What to work on: Can you give every line of the records below as a numbered list, leaving out any blank lines?

## Start

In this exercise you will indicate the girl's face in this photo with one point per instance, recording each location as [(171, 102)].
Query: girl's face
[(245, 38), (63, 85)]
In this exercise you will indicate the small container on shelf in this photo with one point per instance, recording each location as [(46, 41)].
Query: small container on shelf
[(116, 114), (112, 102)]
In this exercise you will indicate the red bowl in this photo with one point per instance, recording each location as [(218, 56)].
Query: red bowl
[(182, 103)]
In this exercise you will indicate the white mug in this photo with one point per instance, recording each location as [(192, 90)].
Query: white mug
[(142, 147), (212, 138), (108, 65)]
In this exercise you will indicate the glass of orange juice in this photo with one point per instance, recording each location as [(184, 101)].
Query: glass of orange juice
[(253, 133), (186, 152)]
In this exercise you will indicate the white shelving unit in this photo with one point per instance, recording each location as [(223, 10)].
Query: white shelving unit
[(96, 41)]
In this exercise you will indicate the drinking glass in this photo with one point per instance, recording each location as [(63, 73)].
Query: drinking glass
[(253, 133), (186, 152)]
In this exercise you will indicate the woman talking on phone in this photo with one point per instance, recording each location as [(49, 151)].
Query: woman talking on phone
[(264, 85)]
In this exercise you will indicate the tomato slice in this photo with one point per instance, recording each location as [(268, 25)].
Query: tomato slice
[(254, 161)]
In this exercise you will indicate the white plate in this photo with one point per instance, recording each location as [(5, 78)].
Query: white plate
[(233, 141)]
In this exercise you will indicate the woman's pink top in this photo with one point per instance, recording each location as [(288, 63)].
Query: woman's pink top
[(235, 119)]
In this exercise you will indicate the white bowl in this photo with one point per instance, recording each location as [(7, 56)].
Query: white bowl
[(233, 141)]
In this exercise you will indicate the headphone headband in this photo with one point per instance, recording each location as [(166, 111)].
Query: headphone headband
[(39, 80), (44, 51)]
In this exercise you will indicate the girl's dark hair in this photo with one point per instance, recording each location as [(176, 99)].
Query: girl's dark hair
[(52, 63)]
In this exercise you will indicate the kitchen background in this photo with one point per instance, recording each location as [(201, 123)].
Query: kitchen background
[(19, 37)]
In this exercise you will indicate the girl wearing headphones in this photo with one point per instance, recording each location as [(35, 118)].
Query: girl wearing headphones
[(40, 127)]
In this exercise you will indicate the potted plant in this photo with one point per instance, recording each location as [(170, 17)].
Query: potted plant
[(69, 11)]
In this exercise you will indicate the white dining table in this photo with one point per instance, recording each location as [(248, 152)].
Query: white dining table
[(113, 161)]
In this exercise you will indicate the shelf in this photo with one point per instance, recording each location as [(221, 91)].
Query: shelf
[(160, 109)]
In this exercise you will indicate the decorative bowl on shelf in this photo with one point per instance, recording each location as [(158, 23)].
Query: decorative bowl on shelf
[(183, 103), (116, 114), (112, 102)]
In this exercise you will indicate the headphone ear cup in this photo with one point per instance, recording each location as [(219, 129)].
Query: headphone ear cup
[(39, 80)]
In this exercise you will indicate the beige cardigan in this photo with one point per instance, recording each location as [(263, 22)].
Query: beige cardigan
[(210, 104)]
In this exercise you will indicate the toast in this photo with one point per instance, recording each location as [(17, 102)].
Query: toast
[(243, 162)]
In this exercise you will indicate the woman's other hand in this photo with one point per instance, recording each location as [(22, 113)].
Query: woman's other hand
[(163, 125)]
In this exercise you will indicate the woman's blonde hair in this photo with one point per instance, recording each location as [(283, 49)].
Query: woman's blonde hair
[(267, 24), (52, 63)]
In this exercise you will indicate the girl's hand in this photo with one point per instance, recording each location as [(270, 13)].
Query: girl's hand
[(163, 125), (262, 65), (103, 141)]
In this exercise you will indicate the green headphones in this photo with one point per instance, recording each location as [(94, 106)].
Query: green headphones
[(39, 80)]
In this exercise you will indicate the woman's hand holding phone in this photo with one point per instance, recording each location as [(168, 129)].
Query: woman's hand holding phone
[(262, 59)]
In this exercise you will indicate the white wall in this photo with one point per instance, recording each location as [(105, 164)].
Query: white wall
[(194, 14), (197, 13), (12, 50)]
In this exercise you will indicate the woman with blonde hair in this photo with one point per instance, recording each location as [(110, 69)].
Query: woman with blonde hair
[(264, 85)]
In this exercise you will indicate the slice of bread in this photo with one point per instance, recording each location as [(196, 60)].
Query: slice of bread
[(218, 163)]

## End

Response to the exercise:
1. In this exercise you will indicate the girl's face in this photo with one point per instance, recording each location as [(171, 102)].
2. Query: girl's face
3. [(245, 38), (63, 85)]
4. In this exercise you will indicate the small container on shelf in this photo with one point per instance, recording each location as [(46, 41)].
5. Query: small container on shelf
6. [(116, 114), (112, 102)]
7. In this exercise you will indicate the red bowl in this photo with one point per instance, recording each location as [(218, 56)].
8. Query: red bowl
9. [(182, 103)]
10. In this exercise you will indicate the white mug in this photo with one point per instance, recording each location as [(192, 90)].
11. Query: white mug
12. [(142, 147), (212, 138), (108, 65)]
13. In this exercise you will indicate the glass of orange juice in this photo with one point per instance, recording each location as [(184, 101)].
14. Query: glass of orange juice
15. [(253, 133), (186, 152)]
16. In this exercise you will indicate the white shelving unit in this photo with one point per instance, recording each location as [(223, 10)].
17. Query: white shelving unit
18. [(96, 41)]
19. In this exercise you will indicate the drinking glass in this photo with one point per instance, recording each location as [(63, 73)].
20. Query: drinking glass
21. [(253, 133), (186, 152)]
22. In this exercise you will indicate the woman talking on phone in this photo with one point per instance, recording each location as [(49, 151)].
23. Query: woman talking on phone
24. [(264, 85)]
25. In this exercise you will indicate the tomato slice in this photo with one point per instance, recording each location as [(268, 25)].
26. Query: tomato slice
27. [(254, 161)]
28. In this exercise you will indicate the white plate in this photo with one point per instance, recording each location as [(5, 78)].
29. Query: white plate
30. [(233, 141)]
31. In this exercise you will indicate the woman's pink top in this photo with one point per instance, recording each location as [(288, 63)].
32. Query: woman's pink top
33. [(235, 119)]
34. In this exercise you will indicate the white bowl in this photo with one point per instance, recording each location as [(7, 56)].
35. Query: white bowl
36. [(233, 141)]
37. In this exercise you will indicate the headphone headband in this photo with one point per instance, recording each location as [(166, 111)].
38. Query: headphone headband
39. [(39, 80), (44, 51)]
40. In this exercise you will indicate the girl's dark hair in this photo with one point per instance, recording each location as [(176, 99)].
41. Query: girl's dark hair
42. [(52, 63)]
43. In this exercise you will indicate the kitchen background in this photo with one point per instance, recording each location as [(201, 123)].
44. Query: kitchen background
45. [(19, 37)]
46. In this exercise you will indicate the girl wearing headphones in this photo with one point per instance, recording each location as [(35, 118)].
47. Query: girl wearing headphones
48. [(40, 127)]
49. In this exercise you will indicate the potted plant in this photo with one point per instance, recording each location as [(170, 17)].
50. Query: potted plant
51. [(69, 11)]
52. In this exercise you will indicate the white dining table in this photo with one point per instance, recording each location as [(248, 152)].
53. Query: white dining table
54. [(113, 161)]
55. In this exercise you will indicate the shelf in this photo with one point per instance, recording each location as [(221, 91)].
56. Query: shelf
57. [(160, 109)]
58. In this exercise you will indicate the decorative bowl on shelf in this photo with one point per instance, recording each location as [(158, 23)].
59. Query: decorative bowl on shelf
60. [(183, 103), (116, 114), (112, 102)]
61. In this exercise you will indicate the headphone ear cup in this photo with one point per instance, recording each location as [(219, 129)].
62. Query: headphone ear cup
63. [(39, 80)]
64. In this exercise you will indicate the beige cardigan in this photo with one point per instance, recording each location as [(263, 22)].
65. Query: beige cardigan
66. [(210, 104)]
67. In this exercise you will indicate the toast in this photo with one point per instance, recording each location as [(17, 102)].
68. Query: toast
69. [(243, 162)]
70. In this exercise you will indicate the woman's other hand in this photo with one point per instance, recording each location as [(22, 113)].
71. Query: woman's other hand
72. [(163, 125)]
73. In this exercise you will indicate the woman's blonde hair in this photo with one point per instance, recording each location as [(283, 49)].
74. Query: woman's blonde hair
75. [(267, 24), (52, 63)]
76. In this exercise you will indicate the girl's hand in this photo with one point per instance, recording each location as [(270, 13)].
77. Query: girl's hand
78. [(163, 125), (262, 65), (103, 141)]
79. In this exercise you will indicate the green headphones in this photo with one point per instance, recording each location as [(94, 106)].
80. Query: green headphones
81. [(39, 80)]
82. In this exercise you will indicate the woman's hand holding phone in this photo with one point per instance, recording each location as [(168, 129)].
83. Query: woman's hand holding phone
84. [(262, 59)]
85. In this exercise you will indicate the white wall in this photo with one point per instance, recording each location as [(105, 164)].
86. Query: white wall
87. [(194, 14), (197, 13), (12, 50)]
88. In this exercise you will indicate the woman with blonde hair in this photo with one point per instance, recording each location as [(110, 69)].
89. Query: woman with blonde hair
90. [(264, 85)]
91. In this exercise you will indicate the slice of bread in this photo with one point per instance, recording each location as [(196, 60)].
92. Query: slice of bread
93. [(218, 163)]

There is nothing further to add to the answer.